This exercise calls for an exact transcription. Set down every record below.
+ + + + +
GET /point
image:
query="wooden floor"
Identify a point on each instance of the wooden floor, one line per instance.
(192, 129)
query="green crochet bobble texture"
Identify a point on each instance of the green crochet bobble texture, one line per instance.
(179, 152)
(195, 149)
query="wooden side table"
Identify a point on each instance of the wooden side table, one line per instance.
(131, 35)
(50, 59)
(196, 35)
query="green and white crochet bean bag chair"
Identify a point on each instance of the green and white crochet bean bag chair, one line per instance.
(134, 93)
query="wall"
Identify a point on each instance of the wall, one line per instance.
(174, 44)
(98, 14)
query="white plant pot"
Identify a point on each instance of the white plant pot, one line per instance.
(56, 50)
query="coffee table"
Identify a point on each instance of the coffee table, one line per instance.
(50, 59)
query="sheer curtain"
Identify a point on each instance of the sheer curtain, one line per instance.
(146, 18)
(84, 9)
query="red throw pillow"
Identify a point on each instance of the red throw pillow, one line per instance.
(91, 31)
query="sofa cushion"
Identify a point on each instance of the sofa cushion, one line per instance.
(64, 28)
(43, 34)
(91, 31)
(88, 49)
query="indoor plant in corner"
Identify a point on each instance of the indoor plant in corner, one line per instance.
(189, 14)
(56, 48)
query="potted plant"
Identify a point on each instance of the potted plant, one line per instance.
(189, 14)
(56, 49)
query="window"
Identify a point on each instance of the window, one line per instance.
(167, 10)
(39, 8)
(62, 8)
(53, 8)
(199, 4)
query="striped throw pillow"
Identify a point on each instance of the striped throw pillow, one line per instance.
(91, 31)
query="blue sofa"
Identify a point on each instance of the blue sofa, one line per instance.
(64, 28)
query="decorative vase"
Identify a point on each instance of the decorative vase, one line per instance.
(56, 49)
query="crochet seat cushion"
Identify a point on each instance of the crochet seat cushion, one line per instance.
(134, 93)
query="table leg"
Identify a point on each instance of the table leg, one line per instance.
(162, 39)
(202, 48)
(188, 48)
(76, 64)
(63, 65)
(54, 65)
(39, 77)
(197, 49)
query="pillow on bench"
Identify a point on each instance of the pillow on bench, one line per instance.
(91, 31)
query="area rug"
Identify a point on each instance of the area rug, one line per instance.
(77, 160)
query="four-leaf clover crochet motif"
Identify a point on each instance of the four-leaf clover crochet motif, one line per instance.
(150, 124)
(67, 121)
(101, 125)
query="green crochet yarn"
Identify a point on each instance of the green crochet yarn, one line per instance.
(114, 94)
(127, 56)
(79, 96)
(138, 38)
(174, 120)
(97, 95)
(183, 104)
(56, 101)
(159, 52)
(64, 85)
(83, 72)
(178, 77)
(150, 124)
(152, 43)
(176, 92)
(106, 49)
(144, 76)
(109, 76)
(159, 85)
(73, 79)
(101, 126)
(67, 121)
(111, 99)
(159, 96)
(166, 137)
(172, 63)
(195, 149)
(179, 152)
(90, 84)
+ + + + +
### Result of the task
GET /point
image:
query="wooden floor"
Identify a point on each instance of the wooden floor, one line per instance.
(192, 129)
query="green crochet bobble texture"
Identify a point on each instance of the green crochet bobble texture, one line per instance.
(179, 152)
(195, 149)
query="wooden side table"
Identify a point on each instance of the wooden side table, one line per instance.
(131, 35)
(50, 59)
(196, 35)
query="green and white crochet bean bag chair"
Identify a point on each instance of the green and white crochet bean bag chair, one line per instance.
(134, 93)
query="wall"
Identify a point on each instance of the wall, one line per instance.
(174, 44)
(98, 14)
query="white plant pot"
Identify a point on each instance of the white plant pot, one line per instance.
(56, 50)
query="coffee table"
Identify a point on each instance of the coffee table, one line per instance.
(50, 59)
query="sheer curtain"
Identify a point on each instance of the sheer curtain, one line per instance.
(146, 18)
(84, 9)
query="red throw pillow"
Identify a point on each instance of the red throw pillow, one line per instance.
(91, 31)
query="sofa cushion"
Identify a point on each instance of the sofa cushion, one line per instance.
(64, 28)
(43, 34)
(91, 31)
(88, 49)
query="indoor plant in corner"
Identify a point on each instance of the indoor plant in corner, one line per instance.
(189, 14)
(56, 48)
query="potted plant"
Identify a point on each instance of the potted plant, one line per instance.
(189, 14)
(56, 49)
query="window"
Identify a point on each instance of the window, one line per instance.
(167, 10)
(39, 8)
(62, 8)
(53, 8)
(199, 4)
query="striped throw pillow"
Identify a point on each instance of the striped throw pillow, one line per instance.
(91, 31)
query="blue sofa"
Identify a point on each instance of the blue sofa, one line per instance.
(64, 28)
query="decorative vase"
Identify a point on each instance of the decorative vase, one line per instance.
(56, 49)
query="crochet seat cushion"
Identify a point on each instance of the crochet seat cushion, one line per instance.
(134, 93)
query="table leg"
Identify a point on each instance of the table leg, one line per instance.
(162, 39)
(202, 48)
(188, 48)
(76, 64)
(63, 65)
(54, 65)
(39, 77)
(197, 49)
query="pillow on bench"
Identify a point on each instance of the pillow on bench, one line per instance.
(91, 31)
query="area rug"
Identify a point on each instance of the area rug, one line per instance.
(77, 160)
query="four-leaf clover crochet motif"
Identify a point on each instance of the four-leaf clover crochet motif, one line per instance.
(150, 124)
(67, 121)
(101, 125)
query="green crochet yarn"
Identify a point on each instance of the green crochet yarn, one line per instance.
(114, 94)
(127, 56)
(79, 96)
(138, 38)
(174, 120)
(97, 95)
(183, 104)
(56, 101)
(159, 52)
(64, 85)
(83, 72)
(178, 77)
(150, 124)
(152, 43)
(176, 92)
(106, 49)
(144, 76)
(109, 76)
(159, 85)
(73, 79)
(101, 126)
(67, 121)
(111, 99)
(159, 96)
(166, 137)
(172, 63)
(195, 149)
(179, 152)
(90, 84)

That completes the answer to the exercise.